= Task to complete =
Would you give again, exactly, the lines running from the line with "Target: horse-drawn carriage" to the end of the data below, both included?

= Data excerpts =
--

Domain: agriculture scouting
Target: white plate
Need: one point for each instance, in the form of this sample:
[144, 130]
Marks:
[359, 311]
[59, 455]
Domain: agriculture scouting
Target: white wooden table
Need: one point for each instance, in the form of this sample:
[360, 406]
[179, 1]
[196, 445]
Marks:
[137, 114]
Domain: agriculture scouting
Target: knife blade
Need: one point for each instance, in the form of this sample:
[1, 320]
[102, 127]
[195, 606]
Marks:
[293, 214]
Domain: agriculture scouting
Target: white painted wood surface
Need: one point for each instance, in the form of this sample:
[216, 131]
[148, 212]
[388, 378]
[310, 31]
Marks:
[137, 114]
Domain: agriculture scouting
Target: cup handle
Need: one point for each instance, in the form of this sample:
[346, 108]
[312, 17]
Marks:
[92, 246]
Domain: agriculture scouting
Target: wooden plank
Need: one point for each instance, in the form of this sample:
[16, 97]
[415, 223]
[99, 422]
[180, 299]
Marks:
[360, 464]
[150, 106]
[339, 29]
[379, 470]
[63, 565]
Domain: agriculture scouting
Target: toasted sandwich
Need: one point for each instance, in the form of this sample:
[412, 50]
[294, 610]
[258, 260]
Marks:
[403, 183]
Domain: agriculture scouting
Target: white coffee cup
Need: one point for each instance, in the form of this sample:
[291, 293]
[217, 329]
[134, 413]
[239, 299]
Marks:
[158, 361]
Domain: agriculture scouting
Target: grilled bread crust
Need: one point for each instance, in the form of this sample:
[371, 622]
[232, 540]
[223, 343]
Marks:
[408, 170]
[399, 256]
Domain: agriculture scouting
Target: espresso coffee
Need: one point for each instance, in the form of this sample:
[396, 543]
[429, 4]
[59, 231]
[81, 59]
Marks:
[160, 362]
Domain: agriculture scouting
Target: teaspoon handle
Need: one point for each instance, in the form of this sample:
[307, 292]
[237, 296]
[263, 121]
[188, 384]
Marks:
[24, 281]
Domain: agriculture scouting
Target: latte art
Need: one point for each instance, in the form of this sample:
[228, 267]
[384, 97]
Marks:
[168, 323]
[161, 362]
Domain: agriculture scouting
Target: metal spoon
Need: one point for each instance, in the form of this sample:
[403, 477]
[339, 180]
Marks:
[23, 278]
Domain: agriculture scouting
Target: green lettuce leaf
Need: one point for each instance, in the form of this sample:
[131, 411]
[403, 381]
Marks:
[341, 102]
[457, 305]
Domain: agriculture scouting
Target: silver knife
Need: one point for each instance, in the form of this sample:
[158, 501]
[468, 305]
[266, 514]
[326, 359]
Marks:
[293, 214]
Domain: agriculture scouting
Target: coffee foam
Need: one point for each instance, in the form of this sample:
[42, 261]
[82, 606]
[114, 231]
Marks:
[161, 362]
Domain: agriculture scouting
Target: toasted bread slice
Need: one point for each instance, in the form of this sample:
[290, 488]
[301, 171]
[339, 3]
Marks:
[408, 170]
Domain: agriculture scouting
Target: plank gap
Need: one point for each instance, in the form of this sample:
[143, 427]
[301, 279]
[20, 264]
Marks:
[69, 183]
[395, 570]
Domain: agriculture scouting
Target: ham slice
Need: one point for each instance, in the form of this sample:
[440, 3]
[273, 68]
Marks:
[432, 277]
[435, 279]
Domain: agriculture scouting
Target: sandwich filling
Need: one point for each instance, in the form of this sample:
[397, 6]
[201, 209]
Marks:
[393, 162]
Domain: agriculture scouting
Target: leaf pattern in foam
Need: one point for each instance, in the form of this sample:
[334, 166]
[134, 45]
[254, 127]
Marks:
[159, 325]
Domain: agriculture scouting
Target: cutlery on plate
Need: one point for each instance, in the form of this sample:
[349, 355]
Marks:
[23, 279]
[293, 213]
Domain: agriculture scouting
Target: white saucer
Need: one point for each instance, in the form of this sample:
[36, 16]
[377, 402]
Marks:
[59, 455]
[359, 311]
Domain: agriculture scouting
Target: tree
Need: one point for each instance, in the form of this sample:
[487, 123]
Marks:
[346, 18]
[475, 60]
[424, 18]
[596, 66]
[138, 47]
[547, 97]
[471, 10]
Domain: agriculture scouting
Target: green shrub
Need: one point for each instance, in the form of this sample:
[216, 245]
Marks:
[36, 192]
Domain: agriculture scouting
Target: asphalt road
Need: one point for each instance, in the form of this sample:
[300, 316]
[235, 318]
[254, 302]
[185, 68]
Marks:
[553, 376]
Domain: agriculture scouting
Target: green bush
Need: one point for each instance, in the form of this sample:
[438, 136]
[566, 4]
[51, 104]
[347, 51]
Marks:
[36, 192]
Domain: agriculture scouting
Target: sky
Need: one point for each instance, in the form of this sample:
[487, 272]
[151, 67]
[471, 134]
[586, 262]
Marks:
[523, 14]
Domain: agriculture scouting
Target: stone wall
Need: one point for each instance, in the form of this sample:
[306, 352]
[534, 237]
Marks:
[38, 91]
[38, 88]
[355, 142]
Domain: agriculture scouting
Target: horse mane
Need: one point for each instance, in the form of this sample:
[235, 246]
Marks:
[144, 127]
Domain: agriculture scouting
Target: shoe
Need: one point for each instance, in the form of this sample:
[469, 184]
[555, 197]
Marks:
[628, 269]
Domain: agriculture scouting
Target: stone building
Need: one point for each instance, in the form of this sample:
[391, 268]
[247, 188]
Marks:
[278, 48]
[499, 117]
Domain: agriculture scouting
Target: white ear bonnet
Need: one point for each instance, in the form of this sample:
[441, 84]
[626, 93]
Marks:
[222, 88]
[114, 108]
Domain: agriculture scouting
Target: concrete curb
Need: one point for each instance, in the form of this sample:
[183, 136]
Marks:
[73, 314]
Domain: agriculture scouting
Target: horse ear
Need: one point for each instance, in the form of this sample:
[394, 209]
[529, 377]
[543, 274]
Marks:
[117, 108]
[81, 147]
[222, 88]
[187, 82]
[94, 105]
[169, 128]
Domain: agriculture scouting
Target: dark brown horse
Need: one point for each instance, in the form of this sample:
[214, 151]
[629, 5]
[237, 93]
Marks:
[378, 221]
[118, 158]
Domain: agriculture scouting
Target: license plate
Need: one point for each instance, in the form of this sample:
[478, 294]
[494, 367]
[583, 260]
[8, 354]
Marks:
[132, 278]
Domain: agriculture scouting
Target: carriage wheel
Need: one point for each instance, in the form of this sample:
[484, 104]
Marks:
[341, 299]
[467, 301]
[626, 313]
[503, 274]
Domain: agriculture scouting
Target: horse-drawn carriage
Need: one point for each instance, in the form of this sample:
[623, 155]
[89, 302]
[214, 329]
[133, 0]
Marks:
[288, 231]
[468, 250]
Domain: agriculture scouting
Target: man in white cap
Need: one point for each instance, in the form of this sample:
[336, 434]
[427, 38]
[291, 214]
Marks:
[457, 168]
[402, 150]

--

= Exercise solution =
Target: horse-drawn carriage
Need: one point for each instance, in the form of this sample:
[623, 155]
[89, 302]
[214, 329]
[133, 0]
Marks:
[288, 231]
[468, 250]
Domain: agriculture scouting
Target: man in white cap
Need: one point for each instance, in the form of this sample:
[336, 434]
[427, 38]
[291, 214]
Marks:
[457, 168]
[402, 150]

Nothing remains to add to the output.